(Passage to read)

Almost half of drivers don’t restrain pets: Survey
A dog hangs halfway out a back window while a vehicle passes on the road. Familiar sight?
Nearly half of Canadians admitted to driving with their pets unrestrained, according to a recent survey.
Commissioned by Allstate Canada, the survey reveals many pet owners are not practicing safe driving when it comes to their fur friends.
Some motorists leave them unrestrained in the back seat, while – even worse – others drive with their pets on their lap.
Risk of injury
The Ontario SPCA advises owners who allow their pets in the front seat that they are putting them at risk of going through the front windshield or getting injured by the air bag in the event of an accident.
The survey results appear to bear out some of these concerns. Nearly half (47%) of Canadians surveyed admitted to driving while their pets were unrestrained inside their vehicles. Twenty per cent said they allowed their pets to move freely in the backseat. A small percentage (6%) of drivers also admitted to keeping their pets on their laps as they drive.

(End Passage to read)

* [Problem description] Return the passage of the pet-restraint survey article word for word, starting at "Almost half of" and ending at "of an accident.". The items that follow have no connection to the article on drivers and unrestrained pets.

(Listed entries)

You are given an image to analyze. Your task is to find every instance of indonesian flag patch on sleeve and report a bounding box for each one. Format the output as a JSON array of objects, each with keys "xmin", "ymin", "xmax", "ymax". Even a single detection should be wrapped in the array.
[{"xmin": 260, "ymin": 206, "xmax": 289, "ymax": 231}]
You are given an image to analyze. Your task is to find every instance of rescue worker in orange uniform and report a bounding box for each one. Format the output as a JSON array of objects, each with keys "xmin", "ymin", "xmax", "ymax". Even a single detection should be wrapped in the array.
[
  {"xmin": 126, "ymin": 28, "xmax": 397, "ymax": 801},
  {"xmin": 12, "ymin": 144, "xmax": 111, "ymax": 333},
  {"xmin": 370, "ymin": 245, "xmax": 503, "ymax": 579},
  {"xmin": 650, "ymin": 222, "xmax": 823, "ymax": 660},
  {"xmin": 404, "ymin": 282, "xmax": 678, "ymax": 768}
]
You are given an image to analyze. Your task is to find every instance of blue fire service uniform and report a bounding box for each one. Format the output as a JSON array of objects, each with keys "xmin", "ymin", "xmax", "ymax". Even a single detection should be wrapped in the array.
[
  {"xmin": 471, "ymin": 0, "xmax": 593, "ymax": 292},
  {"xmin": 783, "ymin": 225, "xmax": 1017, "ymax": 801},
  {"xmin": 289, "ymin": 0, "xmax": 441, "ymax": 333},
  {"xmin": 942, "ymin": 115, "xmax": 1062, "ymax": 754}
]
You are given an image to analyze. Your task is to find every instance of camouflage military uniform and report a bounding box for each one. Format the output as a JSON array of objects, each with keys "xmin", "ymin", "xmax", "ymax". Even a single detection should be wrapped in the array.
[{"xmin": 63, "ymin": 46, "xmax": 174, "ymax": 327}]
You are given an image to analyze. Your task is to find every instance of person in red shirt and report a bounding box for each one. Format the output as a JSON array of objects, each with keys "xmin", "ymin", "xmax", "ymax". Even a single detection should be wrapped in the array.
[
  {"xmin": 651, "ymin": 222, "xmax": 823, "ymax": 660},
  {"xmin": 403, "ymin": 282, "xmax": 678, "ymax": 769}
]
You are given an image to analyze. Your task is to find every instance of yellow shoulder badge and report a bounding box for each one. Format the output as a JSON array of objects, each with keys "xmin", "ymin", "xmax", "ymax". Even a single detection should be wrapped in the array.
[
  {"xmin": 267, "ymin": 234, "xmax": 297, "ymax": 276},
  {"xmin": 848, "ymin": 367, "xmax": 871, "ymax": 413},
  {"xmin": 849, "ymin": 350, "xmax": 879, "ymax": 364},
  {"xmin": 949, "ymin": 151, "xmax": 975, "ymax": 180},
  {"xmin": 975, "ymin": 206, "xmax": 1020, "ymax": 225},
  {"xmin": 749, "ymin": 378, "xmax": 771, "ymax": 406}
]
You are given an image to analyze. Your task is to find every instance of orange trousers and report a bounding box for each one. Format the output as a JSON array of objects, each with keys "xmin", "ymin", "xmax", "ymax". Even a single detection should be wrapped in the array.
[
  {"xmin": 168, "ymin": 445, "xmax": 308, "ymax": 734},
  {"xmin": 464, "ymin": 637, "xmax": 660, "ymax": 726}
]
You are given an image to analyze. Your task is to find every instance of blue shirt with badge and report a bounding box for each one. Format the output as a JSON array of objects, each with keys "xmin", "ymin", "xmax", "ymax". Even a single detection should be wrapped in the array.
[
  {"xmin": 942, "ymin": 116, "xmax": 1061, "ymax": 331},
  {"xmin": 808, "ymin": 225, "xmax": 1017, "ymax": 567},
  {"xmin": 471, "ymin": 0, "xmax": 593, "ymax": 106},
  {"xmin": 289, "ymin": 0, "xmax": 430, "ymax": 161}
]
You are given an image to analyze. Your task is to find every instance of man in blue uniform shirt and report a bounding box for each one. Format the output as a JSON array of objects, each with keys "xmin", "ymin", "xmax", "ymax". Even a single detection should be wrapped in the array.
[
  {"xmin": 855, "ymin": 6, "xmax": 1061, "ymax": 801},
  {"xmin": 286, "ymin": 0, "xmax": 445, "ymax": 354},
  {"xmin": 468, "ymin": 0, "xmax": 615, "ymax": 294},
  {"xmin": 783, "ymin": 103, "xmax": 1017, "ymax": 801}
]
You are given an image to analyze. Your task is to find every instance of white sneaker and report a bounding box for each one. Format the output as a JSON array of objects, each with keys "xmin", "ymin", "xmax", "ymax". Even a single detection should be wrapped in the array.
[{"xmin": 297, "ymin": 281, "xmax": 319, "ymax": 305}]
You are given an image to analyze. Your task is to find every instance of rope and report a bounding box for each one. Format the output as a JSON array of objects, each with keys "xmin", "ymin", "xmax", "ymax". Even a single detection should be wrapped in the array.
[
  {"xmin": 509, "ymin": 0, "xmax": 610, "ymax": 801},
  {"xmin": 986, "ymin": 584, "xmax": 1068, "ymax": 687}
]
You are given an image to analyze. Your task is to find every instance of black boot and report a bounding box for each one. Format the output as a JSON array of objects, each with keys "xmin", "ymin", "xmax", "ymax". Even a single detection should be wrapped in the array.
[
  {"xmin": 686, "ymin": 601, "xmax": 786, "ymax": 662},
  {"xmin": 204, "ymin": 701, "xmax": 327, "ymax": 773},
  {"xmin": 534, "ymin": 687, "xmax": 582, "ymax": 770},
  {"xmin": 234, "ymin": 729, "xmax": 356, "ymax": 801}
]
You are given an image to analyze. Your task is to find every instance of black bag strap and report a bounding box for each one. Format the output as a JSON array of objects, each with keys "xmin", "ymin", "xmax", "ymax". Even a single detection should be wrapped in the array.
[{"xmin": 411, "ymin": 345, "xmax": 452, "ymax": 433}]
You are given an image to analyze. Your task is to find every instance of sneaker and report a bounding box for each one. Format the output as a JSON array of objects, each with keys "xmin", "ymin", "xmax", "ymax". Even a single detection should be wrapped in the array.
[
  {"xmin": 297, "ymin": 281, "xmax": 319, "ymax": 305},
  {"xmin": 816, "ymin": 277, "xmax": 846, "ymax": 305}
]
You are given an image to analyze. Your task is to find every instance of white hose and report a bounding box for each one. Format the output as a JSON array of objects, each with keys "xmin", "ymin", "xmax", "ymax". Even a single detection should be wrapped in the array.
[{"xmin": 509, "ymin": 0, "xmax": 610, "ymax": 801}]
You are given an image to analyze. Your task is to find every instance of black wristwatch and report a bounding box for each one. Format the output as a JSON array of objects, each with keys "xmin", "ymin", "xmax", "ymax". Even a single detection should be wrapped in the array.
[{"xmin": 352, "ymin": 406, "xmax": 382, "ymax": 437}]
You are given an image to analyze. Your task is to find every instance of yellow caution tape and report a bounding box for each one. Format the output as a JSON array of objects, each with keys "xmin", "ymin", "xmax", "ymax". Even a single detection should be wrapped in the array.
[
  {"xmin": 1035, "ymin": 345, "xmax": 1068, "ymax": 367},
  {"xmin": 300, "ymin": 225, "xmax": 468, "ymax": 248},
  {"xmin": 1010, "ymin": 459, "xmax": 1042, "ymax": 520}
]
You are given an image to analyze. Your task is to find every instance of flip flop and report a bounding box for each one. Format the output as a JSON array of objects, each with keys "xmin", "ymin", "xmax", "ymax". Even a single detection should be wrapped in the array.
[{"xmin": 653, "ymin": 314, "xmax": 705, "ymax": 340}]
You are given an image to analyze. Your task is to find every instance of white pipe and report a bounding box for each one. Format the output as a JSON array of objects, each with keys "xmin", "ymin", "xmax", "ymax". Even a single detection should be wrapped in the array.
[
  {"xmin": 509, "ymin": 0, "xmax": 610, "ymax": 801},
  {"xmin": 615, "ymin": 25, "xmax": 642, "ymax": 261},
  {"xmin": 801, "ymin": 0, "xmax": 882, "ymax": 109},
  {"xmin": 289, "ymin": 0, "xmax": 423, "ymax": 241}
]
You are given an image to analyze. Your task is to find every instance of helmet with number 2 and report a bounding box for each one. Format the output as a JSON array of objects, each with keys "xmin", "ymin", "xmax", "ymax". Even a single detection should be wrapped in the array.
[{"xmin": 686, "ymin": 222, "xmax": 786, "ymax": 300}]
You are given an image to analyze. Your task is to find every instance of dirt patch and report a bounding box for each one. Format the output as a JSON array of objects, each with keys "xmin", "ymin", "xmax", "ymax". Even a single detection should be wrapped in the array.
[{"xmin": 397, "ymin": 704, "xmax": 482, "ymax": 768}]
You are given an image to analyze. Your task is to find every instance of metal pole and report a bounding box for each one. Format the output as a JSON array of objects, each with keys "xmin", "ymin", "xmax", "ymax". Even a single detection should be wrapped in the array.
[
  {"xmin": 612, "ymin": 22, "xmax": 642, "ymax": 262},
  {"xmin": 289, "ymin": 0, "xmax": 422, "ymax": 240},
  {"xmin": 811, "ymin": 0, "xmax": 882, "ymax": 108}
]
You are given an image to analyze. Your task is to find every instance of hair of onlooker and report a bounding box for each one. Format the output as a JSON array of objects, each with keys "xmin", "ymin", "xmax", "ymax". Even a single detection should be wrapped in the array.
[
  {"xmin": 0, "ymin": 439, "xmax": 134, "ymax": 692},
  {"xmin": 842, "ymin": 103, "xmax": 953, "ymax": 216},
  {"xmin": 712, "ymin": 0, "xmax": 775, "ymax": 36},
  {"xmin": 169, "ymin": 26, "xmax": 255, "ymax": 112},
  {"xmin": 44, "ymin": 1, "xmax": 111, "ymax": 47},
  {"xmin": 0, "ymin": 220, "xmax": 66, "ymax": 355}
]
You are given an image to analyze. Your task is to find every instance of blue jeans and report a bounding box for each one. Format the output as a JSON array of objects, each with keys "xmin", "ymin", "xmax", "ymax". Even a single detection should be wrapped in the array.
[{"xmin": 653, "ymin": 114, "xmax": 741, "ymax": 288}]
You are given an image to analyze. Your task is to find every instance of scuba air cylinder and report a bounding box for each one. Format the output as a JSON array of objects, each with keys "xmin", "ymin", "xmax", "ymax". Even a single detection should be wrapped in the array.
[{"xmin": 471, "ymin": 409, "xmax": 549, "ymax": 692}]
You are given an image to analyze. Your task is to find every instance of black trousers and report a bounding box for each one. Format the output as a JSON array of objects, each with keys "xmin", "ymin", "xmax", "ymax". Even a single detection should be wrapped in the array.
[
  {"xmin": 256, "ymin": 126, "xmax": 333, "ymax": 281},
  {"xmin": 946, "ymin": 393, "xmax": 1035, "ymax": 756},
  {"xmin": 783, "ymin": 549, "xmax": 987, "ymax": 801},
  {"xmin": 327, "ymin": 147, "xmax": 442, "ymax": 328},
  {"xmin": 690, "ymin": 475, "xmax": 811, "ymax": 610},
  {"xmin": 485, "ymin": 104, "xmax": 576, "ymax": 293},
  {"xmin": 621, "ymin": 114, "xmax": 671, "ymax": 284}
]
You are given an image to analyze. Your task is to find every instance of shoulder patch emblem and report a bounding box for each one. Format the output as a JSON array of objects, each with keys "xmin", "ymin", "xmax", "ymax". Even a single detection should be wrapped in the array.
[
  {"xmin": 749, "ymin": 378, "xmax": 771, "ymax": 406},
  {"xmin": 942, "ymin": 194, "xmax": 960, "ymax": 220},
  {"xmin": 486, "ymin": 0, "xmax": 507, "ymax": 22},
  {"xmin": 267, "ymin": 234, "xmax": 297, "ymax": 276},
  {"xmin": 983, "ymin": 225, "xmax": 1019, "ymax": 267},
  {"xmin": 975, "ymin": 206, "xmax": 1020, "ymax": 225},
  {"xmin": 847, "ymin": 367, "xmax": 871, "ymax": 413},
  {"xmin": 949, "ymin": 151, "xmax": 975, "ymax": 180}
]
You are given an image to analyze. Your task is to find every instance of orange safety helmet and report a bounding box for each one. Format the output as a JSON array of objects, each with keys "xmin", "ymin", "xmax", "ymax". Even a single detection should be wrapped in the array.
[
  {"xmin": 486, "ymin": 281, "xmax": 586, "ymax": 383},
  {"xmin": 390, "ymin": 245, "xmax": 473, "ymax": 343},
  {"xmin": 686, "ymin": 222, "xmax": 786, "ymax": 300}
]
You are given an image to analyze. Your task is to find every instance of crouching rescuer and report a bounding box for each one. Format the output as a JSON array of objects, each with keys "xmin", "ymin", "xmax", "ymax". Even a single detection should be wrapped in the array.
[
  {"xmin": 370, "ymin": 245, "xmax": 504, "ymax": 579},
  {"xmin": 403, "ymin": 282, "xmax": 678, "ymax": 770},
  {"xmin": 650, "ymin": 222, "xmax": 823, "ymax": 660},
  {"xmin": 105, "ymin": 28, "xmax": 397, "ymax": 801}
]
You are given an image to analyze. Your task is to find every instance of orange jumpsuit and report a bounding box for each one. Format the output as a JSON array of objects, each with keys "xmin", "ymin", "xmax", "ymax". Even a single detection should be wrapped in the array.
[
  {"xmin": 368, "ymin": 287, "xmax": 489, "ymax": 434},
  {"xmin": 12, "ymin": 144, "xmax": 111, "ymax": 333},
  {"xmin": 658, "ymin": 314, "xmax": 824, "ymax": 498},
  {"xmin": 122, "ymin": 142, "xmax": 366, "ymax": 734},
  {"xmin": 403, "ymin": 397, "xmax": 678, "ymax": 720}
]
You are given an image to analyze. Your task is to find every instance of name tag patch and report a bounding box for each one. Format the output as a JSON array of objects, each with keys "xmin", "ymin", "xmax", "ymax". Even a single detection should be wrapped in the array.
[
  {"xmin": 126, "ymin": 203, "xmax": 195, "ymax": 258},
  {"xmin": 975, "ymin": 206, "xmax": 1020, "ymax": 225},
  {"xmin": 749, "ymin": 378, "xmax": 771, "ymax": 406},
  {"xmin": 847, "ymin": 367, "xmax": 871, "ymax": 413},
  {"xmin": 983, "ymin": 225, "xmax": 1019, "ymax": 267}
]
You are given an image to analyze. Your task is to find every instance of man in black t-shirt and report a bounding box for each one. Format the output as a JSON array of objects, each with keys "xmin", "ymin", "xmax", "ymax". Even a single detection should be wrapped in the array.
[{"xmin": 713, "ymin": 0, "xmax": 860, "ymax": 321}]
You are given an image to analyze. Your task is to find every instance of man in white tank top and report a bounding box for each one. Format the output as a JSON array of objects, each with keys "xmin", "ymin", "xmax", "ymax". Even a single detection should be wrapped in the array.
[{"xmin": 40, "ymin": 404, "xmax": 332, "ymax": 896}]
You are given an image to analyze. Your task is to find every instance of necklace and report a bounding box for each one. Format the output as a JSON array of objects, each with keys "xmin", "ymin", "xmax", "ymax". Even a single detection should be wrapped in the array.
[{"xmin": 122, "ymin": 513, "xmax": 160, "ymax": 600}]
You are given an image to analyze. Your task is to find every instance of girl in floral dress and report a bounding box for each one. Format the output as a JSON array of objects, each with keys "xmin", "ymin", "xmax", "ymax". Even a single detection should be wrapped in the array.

(End Listed entries)

* [Exercise solution]
Almost half of drivers don’t restrain pets: Survey
A dog hangs halfway out a back window while a vehicle passes on the road. Familiar sight?
Nearly half of Canadians admitted to driving with their pets unrestrained, according to a recent survey.
Commissioned by Allstate Canada, the survey reveals many pet owners are not practicing safe driving when it comes to their fur friends.
Some motorists leave them unrestrained in the back seat, while – even worse – others drive with their pets on their lap.
Risk of injury
The Ontario SPCA advises owners who allow their pets in the front seat that they are putting them at risk of going through the front windshield or getting injured by the air bag in the event of an accident.